> ACTIVITY
Exactly reproduce the line containing "of the green" together with every line after it, through the end of the entries, and give nothing more.
#####
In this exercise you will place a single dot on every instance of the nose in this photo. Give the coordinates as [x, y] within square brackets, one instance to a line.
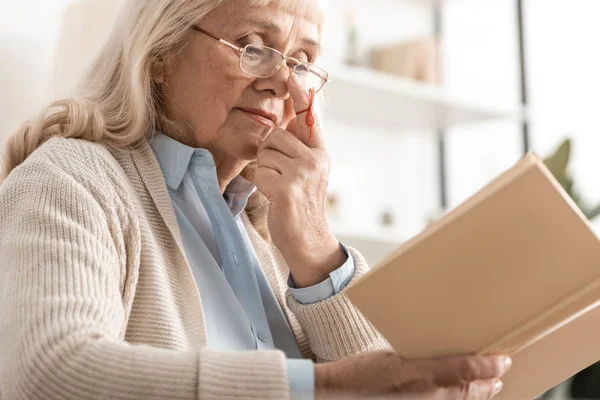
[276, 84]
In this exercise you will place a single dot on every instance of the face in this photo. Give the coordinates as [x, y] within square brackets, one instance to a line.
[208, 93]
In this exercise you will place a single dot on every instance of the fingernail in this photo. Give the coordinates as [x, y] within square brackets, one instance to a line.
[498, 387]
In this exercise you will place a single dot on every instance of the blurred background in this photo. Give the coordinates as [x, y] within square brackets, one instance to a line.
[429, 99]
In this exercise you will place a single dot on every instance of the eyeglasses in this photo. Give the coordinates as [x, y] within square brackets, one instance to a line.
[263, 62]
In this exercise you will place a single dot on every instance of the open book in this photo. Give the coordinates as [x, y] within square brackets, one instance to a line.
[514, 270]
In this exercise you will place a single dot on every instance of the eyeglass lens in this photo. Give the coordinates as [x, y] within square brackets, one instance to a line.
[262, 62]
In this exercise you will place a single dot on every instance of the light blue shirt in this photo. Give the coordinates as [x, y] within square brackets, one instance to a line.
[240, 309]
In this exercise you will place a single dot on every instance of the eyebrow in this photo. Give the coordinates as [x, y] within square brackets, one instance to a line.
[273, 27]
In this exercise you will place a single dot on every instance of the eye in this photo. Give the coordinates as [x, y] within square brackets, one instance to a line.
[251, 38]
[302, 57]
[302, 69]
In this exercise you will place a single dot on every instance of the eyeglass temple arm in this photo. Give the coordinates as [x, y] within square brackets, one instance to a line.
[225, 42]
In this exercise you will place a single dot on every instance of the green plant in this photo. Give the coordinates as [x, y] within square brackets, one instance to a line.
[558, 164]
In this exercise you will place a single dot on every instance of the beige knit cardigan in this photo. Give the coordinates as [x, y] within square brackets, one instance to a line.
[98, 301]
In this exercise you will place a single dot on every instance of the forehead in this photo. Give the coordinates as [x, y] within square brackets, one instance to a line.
#####
> WRITTEN ANSWER
In this exercise you will place a single dot on every instance of the green plant in this photo. Give the coordinates as [x, y] within square brackets, one instance to a line.
[558, 164]
In this exercise you will place a single dot on every instance of the beige knit cardigan in this photo. Give the coordinates as [x, y] within square brackets, one instance to a line.
[98, 301]
In this exercise you will place a single dot on every instance of the forehead in this photo. Give the coordinates as [x, y] within square brackets, one instance to a line.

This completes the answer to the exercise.